[Data under study — start]

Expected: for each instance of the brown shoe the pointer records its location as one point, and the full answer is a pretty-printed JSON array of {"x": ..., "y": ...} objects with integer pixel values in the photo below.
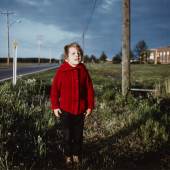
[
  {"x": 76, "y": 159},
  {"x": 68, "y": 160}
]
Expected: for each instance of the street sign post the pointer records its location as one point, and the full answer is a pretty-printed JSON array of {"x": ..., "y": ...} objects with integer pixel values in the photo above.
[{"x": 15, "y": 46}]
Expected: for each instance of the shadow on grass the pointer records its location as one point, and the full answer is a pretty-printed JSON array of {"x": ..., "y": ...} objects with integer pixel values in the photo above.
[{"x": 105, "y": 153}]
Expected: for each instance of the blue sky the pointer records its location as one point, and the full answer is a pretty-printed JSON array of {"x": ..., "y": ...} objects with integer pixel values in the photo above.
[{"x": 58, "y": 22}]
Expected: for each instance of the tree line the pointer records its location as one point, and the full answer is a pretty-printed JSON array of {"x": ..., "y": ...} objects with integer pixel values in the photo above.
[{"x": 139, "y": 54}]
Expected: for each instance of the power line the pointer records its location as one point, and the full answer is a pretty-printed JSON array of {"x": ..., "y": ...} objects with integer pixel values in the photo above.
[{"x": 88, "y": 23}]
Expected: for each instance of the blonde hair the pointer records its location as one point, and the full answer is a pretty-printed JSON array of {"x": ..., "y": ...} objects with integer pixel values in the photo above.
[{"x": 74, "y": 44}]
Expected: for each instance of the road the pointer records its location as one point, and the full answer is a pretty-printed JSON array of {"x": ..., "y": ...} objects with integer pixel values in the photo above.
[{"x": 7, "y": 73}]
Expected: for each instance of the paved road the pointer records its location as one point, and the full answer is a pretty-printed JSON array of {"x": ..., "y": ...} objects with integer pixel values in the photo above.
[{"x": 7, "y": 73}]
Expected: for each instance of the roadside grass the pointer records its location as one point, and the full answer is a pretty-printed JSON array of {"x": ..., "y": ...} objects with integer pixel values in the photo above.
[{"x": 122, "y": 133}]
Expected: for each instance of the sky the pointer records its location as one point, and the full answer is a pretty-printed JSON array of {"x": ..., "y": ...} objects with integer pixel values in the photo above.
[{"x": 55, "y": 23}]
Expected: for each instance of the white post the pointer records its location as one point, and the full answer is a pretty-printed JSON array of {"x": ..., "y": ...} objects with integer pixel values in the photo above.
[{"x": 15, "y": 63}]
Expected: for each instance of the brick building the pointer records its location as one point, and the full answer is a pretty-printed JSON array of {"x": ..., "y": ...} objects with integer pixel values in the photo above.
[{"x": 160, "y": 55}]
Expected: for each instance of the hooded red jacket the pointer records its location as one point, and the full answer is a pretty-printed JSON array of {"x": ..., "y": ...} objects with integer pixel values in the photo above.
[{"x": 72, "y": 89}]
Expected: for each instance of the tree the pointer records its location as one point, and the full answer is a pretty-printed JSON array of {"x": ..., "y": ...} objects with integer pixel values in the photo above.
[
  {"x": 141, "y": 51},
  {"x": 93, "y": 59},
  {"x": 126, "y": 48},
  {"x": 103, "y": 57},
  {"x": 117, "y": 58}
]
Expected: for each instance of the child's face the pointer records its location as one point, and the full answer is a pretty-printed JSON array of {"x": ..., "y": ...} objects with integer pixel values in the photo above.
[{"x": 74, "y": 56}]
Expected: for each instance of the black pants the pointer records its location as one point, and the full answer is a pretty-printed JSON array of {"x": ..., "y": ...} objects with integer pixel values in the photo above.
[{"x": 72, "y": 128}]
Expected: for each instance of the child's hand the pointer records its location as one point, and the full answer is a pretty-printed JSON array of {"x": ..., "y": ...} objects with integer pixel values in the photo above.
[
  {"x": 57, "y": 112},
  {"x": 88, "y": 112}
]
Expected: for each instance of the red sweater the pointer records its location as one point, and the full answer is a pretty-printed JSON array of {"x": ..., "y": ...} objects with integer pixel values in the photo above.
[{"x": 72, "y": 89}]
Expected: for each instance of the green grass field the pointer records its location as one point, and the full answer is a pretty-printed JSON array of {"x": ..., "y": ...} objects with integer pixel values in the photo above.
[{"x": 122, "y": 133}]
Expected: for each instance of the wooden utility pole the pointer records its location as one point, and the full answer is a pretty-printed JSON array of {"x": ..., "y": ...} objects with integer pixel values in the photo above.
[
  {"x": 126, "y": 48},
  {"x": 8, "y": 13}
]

[Data under study — finish]

Work task: Exclude the pictures and repeat the entries word for word.

Result for this exercise:
Expected: for each instance of the brown shoe the pointer records its location as one point, and the full answer is a pretty-printed JSON array of {"x": ..., "y": ...} objects with integer pixel values in the photo below.
[
  {"x": 76, "y": 159},
  {"x": 68, "y": 160}
]
Expected: for each instance of the street sign post the pointer records its location as one point, and the full answer is a pretty-printed JSON array of {"x": ..., "y": ...} objects with integer pixel values in the photo above.
[{"x": 15, "y": 46}]
Expected: for each instance of the shadow on grass the pointer records its location as one point, and the full answer is a pretty-printed JSON array of {"x": ..., "y": ...} objects with integer pixel values in the photo above.
[{"x": 105, "y": 153}]
Expected: for each instance of the blue sky the pointer records its location as one point, and the full answer is a pretty-printed JSON array of {"x": ..., "y": ...} objects with integer pixel values in the photo above.
[{"x": 58, "y": 22}]
Expected: for each instance of the tree line the pointer records its location as one point, and the full answer is a pretty-printed JSON array of {"x": ..., "y": ...} objects with integer pixel values in the photo above.
[{"x": 139, "y": 54}]
Expected: for each instance of the power line the pointer records its location as one point, and the full answer is a pretty-printed JSON array of {"x": ..., "y": ...} objects with integer pixel values in the photo above.
[{"x": 88, "y": 23}]
Expected: for each instance of the blonde hair the pointer records its location as one point, and the full answer is a pretty-printed JSON array of {"x": ..., "y": ...} objects with integer pixel values in the photo above.
[{"x": 74, "y": 44}]
Expected: for each instance of the road the pointer records its location as one point, and the full answer is a pretty-printed JSON array of {"x": ..., "y": ...} objects with integer pixel values in the photo above.
[{"x": 7, "y": 73}]
Expected: for each instance of the paved road the pointer records its location as one point, and the full answer is a pretty-printed JSON array of {"x": ..., "y": ...} objects with integer pixel values in the photo above.
[{"x": 7, "y": 73}]
Expected: for each instance of the roadside grass the pointer records its location as one point, and the full answer is a pretty-printed JSON array of {"x": ..., "y": ...} objects with integer pixel values in the photo above.
[{"x": 122, "y": 133}]
Expected: for each instance of the sky the pointer records its location as one point, and the full answer is a pretty-printed JSON array of {"x": ..., "y": ...} objects with integer pixel values in the photo above.
[{"x": 55, "y": 23}]
Expected: for each instance of the white post the pointer records its location as one point, and the full answer is a pretty-printed JSON array of {"x": ..., "y": ...} objects with integer pixel values in the photo above.
[{"x": 15, "y": 63}]
Expected: for each instance of the brick building the pointer records its location as one point, and the full answer is a pretty-printed JSON array of {"x": ..., "y": ...} objects with integer pixel values in the photo above.
[{"x": 160, "y": 55}]
Expected: for each instance of the hooded red jacket the pointer records its location as one point, and the full answer is a pretty-printed JSON array of {"x": ..., "y": ...} objects with integer pixel values in the photo above.
[{"x": 72, "y": 89}]
Expected: for each instance of the tree the pointer records its location as one point, and the full answer is a pretty-printed JSON array of {"x": ..., "y": ...} objects with integer pixel values in the photo above.
[
  {"x": 141, "y": 51},
  {"x": 93, "y": 59},
  {"x": 126, "y": 48},
  {"x": 103, "y": 57},
  {"x": 117, "y": 58}
]
Expected: for each instance of the child's face the pointer records its location as one point, and the full answer is a pretty-printed JSON array of {"x": ..., "y": ...} objects with integer pixel values in the photo above.
[{"x": 74, "y": 56}]
Expected: for each instance of the black pants the pointer records its location as one point, and the full answer is a pretty-printed JSON array of {"x": ..., "y": ...} objects with integer pixel values in the photo above.
[{"x": 72, "y": 128}]
Expected: for each instance of the child's hand the pointer records its location as one point, and the full answer is a pretty-printed JSON array of {"x": ..., "y": ...} objects with integer pixel values in the photo above.
[
  {"x": 57, "y": 112},
  {"x": 88, "y": 112}
]
Expected: for each instance of the red sweater the pointer records its location as one point, and the full answer is a pretty-printed JSON array of {"x": ..., "y": ...} objects with integer pixel values in the photo above.
[{"x": 72, "y": 89}]
Expected: for each instance of the green grass field the pointer records its location as one point, and the full answer is a pretty-printed JSON array of {"x": ..., "y": ...} objects with integer pixel values in the photo above.
[{"x": 122, "y": 133}]
Expected: for each instance of the wooden utility pole the pointer records its location as one point, and the full answer is a pretty-printed JSON array of {"x": ..., "y": ...} objects with integer pixel values in the photo above.
[
  {"x": 126, "y": 48},
  {"x": 8, "y": 13}
]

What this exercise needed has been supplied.